◆ Records supplied
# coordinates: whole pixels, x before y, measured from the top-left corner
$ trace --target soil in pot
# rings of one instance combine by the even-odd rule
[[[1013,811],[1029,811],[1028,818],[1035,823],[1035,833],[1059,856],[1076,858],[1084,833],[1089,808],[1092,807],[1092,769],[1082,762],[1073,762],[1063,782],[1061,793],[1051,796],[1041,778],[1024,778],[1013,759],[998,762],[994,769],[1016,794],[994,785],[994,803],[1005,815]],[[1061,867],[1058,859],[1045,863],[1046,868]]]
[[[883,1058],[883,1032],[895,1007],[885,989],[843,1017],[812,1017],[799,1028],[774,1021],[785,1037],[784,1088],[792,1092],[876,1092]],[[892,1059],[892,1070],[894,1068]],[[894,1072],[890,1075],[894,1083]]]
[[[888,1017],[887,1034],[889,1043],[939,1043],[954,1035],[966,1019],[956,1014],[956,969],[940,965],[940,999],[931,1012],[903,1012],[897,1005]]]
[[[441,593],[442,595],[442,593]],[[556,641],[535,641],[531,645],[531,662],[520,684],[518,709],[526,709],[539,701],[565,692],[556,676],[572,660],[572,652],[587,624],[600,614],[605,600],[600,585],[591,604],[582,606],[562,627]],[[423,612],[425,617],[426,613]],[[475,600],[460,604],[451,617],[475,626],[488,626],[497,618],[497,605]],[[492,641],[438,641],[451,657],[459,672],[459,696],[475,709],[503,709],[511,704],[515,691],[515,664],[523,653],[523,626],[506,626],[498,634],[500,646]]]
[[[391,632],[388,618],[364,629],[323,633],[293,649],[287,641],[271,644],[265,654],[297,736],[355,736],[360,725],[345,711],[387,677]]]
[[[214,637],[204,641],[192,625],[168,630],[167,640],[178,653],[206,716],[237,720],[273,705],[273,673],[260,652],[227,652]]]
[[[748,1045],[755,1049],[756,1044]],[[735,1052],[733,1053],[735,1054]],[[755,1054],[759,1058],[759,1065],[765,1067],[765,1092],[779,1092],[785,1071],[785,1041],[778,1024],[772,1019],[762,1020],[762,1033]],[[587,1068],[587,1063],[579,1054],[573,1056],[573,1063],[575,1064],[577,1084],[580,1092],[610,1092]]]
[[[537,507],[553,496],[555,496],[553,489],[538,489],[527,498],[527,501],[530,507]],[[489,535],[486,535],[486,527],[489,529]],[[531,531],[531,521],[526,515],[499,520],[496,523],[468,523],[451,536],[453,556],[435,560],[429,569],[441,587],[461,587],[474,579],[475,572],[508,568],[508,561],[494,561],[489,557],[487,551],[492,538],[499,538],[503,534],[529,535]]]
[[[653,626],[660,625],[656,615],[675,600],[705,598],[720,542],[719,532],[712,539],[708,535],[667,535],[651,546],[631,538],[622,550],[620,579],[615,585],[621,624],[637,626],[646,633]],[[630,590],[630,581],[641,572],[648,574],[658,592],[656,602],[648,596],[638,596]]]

◆ Task goal
Reproduce all of the items above line for line, leaving every character unchanged.

◆ Response
# coordinates: whole pixels, x before y, measured from the top-left corner
$ trace --target soil in pot
# rings of one instance combine by the even-odd rule
[[[1013,811],[1029,811],[1028,818],[1035,823],[1035,833],[1059,856],[1076,858],[1084,833],[1089,808],[1092,807],[1092,769],[1082,762],[1073,762],[1063,782],[1061,793],[1051,796],[1041,778],[1024,778],[1013,759],[998,762],[994,769],[1016,794],[994,785],[994,803],[1005,815]],[[1061,867],[1058,859],[1045,863],[1046,868]]]
[[[883,1058],[883,1032],[895,1007],[885,989],[843,1017],[812,1017],[799,1028],[774,1021],[785,1037],[784,1088],[792,1092],[876,1092]],[[892,1059],[892,1070],[894,1068]],[[894,1072],[890,1075],[894,1083]]]
[[[888,1017],[887,1034],[889,1043],[939,1043],[954,1035],[966,1019],[956,1014],[956,969],[940,965],[940,999],[931,1012],[903,1012],[897,1005]]]
[[[441,593],[442,595],[442,593]],[[556,641],[535,641],[531,645],[531,662],[520,684],[518,709],[526,709],[539,701],[565,692],[556,676],[572,660],[572,652],[587,624],[600,614],[605,600],[600,585],[591,604],[582,606],[562,627]],[[423,612],[425,617],[426,613]],[[475,600],[460,604],[451,617],[475,626],[488,626],[497,618],[497,605]],[[492,641],[438,641],[451,657],[459,672],[459,696],[475,709],[503,709],[511,704],[515,691],[515,664],[523,653],[523,626],[506,626],[498,634],[500,646]]]
[[[391,632],[388,618],[364,629],[323,633],[293,649],[287,641],[271,644],[265,654],[297,736],[355,736],[360,725],[345,711],[387,677]]]
[[[214,637],[204,641],[192,625],[168,630],[167,640],[178,653],[206,716],[237,720],[273,705],[273,673],[260,652],[227,652]]]
[[[748,1045],[755,1049],[756,1044]],[[735,1052],[733,1053],[735,1054]],[[755,1054],[759,1058],[759,1065],[765,1067],[765,1092],[779,1092],[785,1071],[785,1041],[778,1024],[772,1019],[762,1020],[762,1033]],[[587,1068],[587,1063],[579,1054],[573,1056],[573,1063],[575,1064],[577,1084],[580,1092],[610,1092]]]
[[[537,507],[553,496],[555,496],[553,489],[538,489],[527,498],[527,501],[530,507]],[[489,535],[486,535],[486,527],[489,529]],[[531,531],[531,521],[526,515],[499,520],[496,523],[468,523],[451,536],[453,556],[435,560],[429,569],[441,587],[461,587],[474,579],[475,572],[508,568],[508,561],[494,561],[489,557],[487,551],[492,538],[499,538],[503,534],[529,535]]]
[[[653,626],[660,625],[656,615],[675,600],[705,598],[720,542],[719,532],[712,539],[708,535],[667,535],[651,546],[631,538],[622,550],[620,579],[615,585],[621,624],[637,626],[646,633]],[[630,590],[630,581],[641,572],[648,574],[658,592],[656,602],[648,596],[638,596]]]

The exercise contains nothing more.